TEXT SHOWN:
------------

Director and screenwriter George Lucas, Facebook founder Mark Zuckerberg, musician David Byrne and Rangers first-year coach Alain Vigneault all were born on May 14, albeit years apart.
Outside of the NHL world, Vigneault hasn't achieved the notoriety and acclaim of those birth date compatriots, but some common threads run through their careers: Innovation. Creativity. A string of successes.
At 36, in his first season in Montreal, Vigneault, a former defenseman, led the Canadiens to the Eastern Conference semifinals. In 1999-2000, two years later, he was a runner-up for the Jack Adams Trophy as the NHL's best coach, although his club missed the playoffs.
Then, for nine of the 11 seasons that he was behind the bench: in juniors, the AHL, with Vancouver and now in New York, his teams have made the postseason. Vigneault did win the Adams in 2006-07, chalked up his 400th victory Feb. 1, 2013, the eighth-fastest for an NHL coach and is 23rd on the all-time wins list. And in 2010-11 and 2011-12, the Canucks captured the Presidents' Trophy by attaining the league's best record.
But pro sports is a results business, judged by fans and media on a what-have-you-done for-me-lately basis, and Vigneault has yet to bring home the NHL's silver chalice. His Canucks came oh-so-close, leading 2-0 over the Bruins in the 2011 Finals, only to fall in seven games.

------------

GIVEN RECORDS:

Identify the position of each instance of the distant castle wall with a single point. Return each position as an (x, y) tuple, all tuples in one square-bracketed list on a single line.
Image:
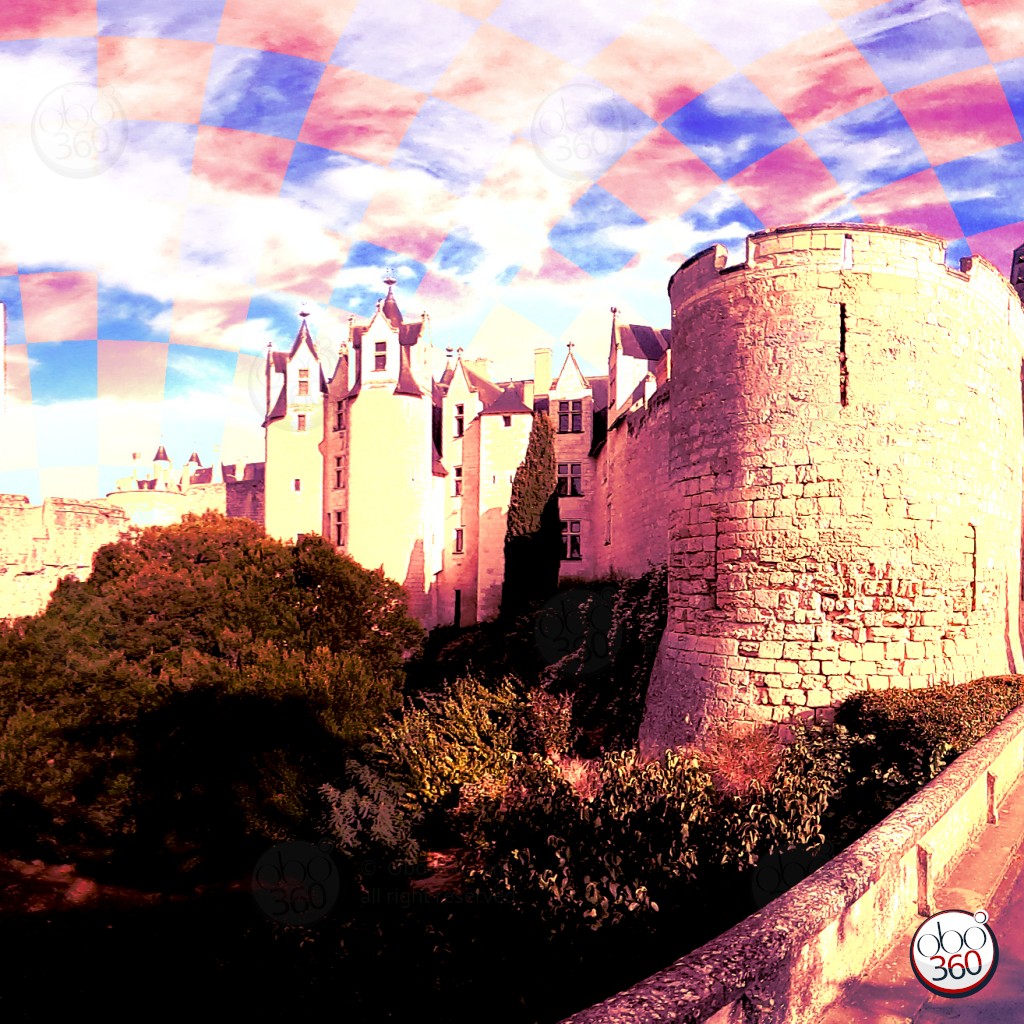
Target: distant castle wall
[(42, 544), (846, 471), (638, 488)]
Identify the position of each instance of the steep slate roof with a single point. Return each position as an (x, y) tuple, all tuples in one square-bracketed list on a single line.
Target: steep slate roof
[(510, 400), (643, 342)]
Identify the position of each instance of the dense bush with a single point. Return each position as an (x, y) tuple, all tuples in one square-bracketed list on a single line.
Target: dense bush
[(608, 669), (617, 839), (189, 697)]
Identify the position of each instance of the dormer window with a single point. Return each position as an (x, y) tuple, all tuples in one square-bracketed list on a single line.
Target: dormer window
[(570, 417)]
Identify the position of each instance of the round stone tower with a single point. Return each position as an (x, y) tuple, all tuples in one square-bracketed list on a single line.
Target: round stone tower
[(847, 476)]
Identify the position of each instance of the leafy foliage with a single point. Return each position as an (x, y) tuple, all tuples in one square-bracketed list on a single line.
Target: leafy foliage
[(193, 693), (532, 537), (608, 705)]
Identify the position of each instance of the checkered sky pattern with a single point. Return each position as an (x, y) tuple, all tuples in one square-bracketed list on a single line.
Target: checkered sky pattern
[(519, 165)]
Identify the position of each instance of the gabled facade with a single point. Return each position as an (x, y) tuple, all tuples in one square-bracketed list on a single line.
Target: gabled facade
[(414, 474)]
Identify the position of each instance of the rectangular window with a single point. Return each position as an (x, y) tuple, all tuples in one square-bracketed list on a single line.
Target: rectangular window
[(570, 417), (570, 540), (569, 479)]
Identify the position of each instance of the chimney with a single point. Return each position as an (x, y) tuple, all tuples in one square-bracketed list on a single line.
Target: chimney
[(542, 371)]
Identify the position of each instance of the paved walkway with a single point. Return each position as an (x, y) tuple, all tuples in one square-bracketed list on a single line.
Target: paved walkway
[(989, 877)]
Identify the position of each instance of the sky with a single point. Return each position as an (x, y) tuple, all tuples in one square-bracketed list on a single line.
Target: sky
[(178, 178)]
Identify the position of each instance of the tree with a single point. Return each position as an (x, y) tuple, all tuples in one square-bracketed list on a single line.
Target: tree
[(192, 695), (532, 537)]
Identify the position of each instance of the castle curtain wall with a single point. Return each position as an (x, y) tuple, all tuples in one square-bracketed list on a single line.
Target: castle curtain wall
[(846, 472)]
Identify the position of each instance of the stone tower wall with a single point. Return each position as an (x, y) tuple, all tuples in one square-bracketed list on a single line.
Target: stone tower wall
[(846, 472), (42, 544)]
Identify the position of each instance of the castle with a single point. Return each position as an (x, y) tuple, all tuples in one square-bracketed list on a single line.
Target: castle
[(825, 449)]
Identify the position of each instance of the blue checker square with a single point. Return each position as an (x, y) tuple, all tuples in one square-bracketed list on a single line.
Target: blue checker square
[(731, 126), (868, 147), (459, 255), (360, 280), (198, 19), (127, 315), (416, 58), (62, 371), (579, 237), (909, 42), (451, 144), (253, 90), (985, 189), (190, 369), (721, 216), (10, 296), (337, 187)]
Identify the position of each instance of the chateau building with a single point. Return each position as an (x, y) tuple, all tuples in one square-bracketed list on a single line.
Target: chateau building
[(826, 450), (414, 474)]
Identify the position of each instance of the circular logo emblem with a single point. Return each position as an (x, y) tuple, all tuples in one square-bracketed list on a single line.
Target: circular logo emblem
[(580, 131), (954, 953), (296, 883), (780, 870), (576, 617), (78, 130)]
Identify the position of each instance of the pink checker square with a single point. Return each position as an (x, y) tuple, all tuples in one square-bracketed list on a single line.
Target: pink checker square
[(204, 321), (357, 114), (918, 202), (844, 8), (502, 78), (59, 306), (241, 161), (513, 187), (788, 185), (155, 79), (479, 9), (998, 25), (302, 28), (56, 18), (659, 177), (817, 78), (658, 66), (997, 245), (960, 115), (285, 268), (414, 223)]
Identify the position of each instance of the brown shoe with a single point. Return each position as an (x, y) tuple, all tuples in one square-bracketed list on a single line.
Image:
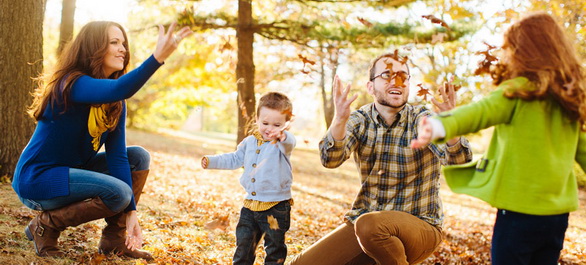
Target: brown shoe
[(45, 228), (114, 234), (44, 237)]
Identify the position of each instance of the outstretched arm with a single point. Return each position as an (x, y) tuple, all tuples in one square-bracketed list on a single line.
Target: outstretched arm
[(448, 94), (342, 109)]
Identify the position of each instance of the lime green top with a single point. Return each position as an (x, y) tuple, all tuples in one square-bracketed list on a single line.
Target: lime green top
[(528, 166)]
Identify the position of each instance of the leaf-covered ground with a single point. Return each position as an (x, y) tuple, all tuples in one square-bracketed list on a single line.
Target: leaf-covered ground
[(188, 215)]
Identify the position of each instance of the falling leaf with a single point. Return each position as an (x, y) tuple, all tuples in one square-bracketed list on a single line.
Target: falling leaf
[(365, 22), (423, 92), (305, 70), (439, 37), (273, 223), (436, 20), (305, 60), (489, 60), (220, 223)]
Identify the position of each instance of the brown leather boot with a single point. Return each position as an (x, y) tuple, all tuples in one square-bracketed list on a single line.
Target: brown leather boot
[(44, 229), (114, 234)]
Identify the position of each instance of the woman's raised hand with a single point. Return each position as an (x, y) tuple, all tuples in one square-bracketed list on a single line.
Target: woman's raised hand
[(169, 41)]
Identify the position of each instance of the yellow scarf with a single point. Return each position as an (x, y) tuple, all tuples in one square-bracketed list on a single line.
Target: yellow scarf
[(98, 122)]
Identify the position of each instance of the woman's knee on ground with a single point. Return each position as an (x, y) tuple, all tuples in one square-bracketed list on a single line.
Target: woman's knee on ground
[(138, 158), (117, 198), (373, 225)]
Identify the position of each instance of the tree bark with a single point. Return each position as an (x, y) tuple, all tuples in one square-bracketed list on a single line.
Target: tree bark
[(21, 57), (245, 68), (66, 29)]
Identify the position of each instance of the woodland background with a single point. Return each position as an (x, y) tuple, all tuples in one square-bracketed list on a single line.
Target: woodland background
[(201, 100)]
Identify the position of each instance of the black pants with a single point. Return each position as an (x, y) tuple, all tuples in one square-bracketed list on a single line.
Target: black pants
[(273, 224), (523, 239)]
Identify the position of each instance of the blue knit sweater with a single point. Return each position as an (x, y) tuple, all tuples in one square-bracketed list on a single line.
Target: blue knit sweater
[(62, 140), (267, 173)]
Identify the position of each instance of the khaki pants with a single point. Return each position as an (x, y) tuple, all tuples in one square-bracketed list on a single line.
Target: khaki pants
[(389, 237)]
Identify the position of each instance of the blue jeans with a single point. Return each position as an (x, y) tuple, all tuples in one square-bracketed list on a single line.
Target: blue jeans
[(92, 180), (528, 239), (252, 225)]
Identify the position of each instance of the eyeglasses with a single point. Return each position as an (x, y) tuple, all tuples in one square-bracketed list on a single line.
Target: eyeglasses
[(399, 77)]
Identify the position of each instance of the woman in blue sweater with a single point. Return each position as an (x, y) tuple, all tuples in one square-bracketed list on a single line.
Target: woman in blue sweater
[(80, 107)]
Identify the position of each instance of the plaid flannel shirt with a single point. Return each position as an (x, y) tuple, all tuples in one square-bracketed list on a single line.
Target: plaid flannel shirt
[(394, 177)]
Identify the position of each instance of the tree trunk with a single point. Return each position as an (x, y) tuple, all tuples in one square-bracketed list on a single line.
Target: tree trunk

------------

SHORT PROBLEM 1: According to the article on Alain Vigneault, on what date did he record his 400th victory?
SHORT PROBLEM 2: Reproduce word for word the stretch of the article on Alain Vigneault from "Director and screenwriter" through "string of successes.".
The listing plays no role here.

EXPECTED ANSWER 1: Feb. 1, 2013.

EXPECTED ANSWER 2:
Director and screenwriter George Lucas, Facebook founder Mark Zuckerberg, musician David Byrne and Rangers first-year coach Alain Vigneault all were born on May 14, albeit years apart.
Outside of the NHL world, Vigneault hasn't achieved the notoriety and acclaim of those birth date compatriots, but some common threads run through their careers: Innovation. Creativity. A string of successes.